╭──

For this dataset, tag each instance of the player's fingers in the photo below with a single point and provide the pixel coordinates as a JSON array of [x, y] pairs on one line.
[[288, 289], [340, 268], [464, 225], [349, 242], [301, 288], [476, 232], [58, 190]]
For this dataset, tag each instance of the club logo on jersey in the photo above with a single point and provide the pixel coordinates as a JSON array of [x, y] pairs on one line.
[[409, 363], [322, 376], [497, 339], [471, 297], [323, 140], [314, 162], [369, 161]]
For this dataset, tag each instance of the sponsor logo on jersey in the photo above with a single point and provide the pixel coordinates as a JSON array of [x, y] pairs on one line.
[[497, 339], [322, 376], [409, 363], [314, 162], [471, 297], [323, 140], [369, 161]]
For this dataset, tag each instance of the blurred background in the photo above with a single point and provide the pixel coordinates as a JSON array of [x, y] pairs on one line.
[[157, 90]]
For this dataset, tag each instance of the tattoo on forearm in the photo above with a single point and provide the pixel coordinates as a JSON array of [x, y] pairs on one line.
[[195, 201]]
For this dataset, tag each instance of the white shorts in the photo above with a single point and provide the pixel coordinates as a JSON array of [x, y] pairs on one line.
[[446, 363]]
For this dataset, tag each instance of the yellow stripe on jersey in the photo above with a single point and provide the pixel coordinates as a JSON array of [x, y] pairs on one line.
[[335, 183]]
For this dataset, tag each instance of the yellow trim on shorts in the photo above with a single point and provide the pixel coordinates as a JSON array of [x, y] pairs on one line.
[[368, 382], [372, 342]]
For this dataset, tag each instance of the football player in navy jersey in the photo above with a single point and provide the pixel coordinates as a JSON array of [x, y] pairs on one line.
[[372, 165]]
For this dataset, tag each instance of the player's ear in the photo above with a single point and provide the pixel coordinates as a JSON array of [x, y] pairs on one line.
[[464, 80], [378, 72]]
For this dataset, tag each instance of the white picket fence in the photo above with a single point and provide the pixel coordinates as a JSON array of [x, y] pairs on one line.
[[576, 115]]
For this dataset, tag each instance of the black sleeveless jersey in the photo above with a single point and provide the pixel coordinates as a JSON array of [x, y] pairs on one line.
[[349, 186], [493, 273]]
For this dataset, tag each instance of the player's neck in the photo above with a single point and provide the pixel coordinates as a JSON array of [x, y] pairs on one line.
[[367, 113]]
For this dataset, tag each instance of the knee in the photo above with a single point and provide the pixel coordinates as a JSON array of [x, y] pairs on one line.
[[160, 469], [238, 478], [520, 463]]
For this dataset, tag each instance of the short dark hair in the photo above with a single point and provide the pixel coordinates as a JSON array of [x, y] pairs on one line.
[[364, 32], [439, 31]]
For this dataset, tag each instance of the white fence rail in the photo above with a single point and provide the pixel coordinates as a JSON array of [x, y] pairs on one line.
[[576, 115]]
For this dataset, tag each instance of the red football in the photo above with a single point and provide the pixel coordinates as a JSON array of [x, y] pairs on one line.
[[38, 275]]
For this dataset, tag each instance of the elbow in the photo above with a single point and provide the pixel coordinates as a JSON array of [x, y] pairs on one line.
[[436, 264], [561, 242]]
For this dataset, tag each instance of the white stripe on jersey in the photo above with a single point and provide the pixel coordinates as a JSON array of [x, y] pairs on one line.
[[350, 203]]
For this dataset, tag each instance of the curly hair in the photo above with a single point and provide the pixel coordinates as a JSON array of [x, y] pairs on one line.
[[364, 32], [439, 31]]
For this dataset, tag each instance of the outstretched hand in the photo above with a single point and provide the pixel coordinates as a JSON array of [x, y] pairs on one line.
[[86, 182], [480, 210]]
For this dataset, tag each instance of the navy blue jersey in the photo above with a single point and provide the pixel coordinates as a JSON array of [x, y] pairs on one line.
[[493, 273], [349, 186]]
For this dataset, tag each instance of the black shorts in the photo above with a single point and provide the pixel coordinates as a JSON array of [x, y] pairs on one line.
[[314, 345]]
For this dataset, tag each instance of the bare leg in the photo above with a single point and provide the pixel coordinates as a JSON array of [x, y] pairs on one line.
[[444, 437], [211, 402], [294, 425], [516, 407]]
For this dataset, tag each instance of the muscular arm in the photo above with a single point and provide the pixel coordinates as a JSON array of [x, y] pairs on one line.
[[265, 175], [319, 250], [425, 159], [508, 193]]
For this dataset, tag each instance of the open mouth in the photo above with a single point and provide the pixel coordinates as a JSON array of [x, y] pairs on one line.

╰──

§ STATED GOAL
Copy all the records again, substituting "image coordinates" for every occurrence of "pixel coordinates" and leaving every other word unchanged.

§ EXERCISE RESPONSE
For this dataset, tag each instance of the player's fingers in the photo below with a single point and provide the image coordinates as a JSON array of [x, y] pairs on one line.
[[288, 289], [340, 268], [464, 225], [349, 242], [301, 288], [476, 232], [58, 190]]
For this dataset, tag each instance of the club logo on jersey in the photo above with a single point and provide the image coordinates as a JSON array of [x, y] pairs on one line.
[[409, 363], [322, 376], [497, 339], [471, 297], [323, 140], [314, 162], [369, 161]]
For this dataset, tag each instance of the sponsor logo on jersey in the photo above with a single point and provide the image coordinates as a JSON array of [x, y] pairs on one line.
[[497, 339], [322, 376], [409, 363], [314, 162], [471, 297], [323, 140], [369, 161]]
For this dataset, tag each instance of the blurred background in the photo above with a single point and provide the image coordinates as a JSON array of [x, y] pairs on one line.
[[157, 90]]
For this dataset, tag each instance of the tattoo on forearm in the photo above with a single point and provide the image coordinates as a JSON array of [x, y] pairs on one line.
[[195, 201]]
For this dataset, tag each instance of the white shorts in the photo above with a single point and provide the image coordinates as a JSON array of [x, y] pairs on one line.
[[446, 363]]
For this dataset, tag each instance of the yellow stripe on jersey in the photo above with a single point and provide the image coordinates as a JSON array of [x, y] pairs on one line.
[[335, 183]]
For this dataset, tag each instance of the yellow trim on shorts in the photo above with a single point and provide the image coordinates as a JSON array of [x, y] pairs on one line.
[[368, 382], [372, 342]]
For this dataset, tag each instance of the football player in navy jersey in the photo above with a single point and provide the image coordinates as a JSON array of [x, y] pairs on one line.
[[372, 165]]
For this dataset, tag each instance of the player's ear in the photo above with a single point and provide the image coordinates as a JSON array of [x, y] pairs on one line.
[[464, 80], [378, 72]]
For this dataset, tag each instance of the white picket fence in the photo above with a single point and provide the image coordinates as a JSON array of [x, y] pairs on one line.
[[576, 115]]
For this dataset, tag each instance of the black sleeveless jersey in the photo above with a single point and provide the image coordinates as a JSON array of [x, y] pairs on one line.
[[349, 186], [493, 273]]
For this dataset, tag each instance of the player's neck in the photo above with a single point and provide the image coordinates as a JSON array of [x, y] pairs on one line.
[[367, 113]]
For this dataset, tag each instance of the knee in the photo above with a single point and provide the image coordinates as a JSON array of [x, y] pairs on one line.
[[160, 469], [238, 478], [520, 463]]
For this dataset, tag each instance of the short dark hair in the photo above with a single point and provide the image coordinates as a JSON array of [x, y] pairs on one line.
[[364, 32], [439, 31]]
For this dataset, tag each instance of the white fence rail in the photo above with a single point and provide the image coordinates as a JSON array of [x, y] pairs on one line.
[[576, 115]]
For this dataset, tag each instance of the red football in the photo above with a single point and provide the image coordinates as a JSON array of [x, y] pairs on one line.
[[38, 275]]
For this dataset, tag each instance of the elbow in the photo above with a single point and provide the image coordinates as a JSON array of [x, y] pairs on one line.
[[436, 264], [561, 242]]
For this dataset, tag each instance of the white stripe on jersey in the photo above with a single point and provide the image coordinates as a JSON array of [x, y] pairs on one line.
[[350, 203]]
For this dataset, tag each instance of the curly hair in the photo above with a single point and provide the image coordinates as a JSON array of [x, y] pairs on one line.
[[364, 32], [439, 31]]
For this dataset, tag each instance of the outstretched hand in the photo above with a single point and provide the image coordinates as a JSON array of [x, y] pairs on one line.
[[86, 182], [480, 210]]
For this dataset, tag each instance of the navy blue jersey in the photo above with a single point and provide the image coordinates as a JSON array of [x, y] pairs on one line.
[[493, 273], [349, 186]]
For this dataset, tag each instance of the black shorts in the photo above with a single point and provide the image coordinates as a JSON array of [x, y] pairs on one line.
[[314, 345]]
For this dataset, tag each instance of the bare leg in the photo above with a single point and provide the image coordinates as a JSON array of [x, y] pairs on one line.
[[444, 437], [211, 402], [294, 425], [516, 407]]
For this dataset, tag each instance of the muscular arm in the photo above with a single point and provide the image coordinates as a JSON array of [x, y] pairs on one line.
[[265, 175], [319, 250], [425, 159], [508, 193]]
For this dataset, tag each instance of the open mouth in the photo above with a single point and provide the image coordinates as a JSON array of [x, y] pairs on one line.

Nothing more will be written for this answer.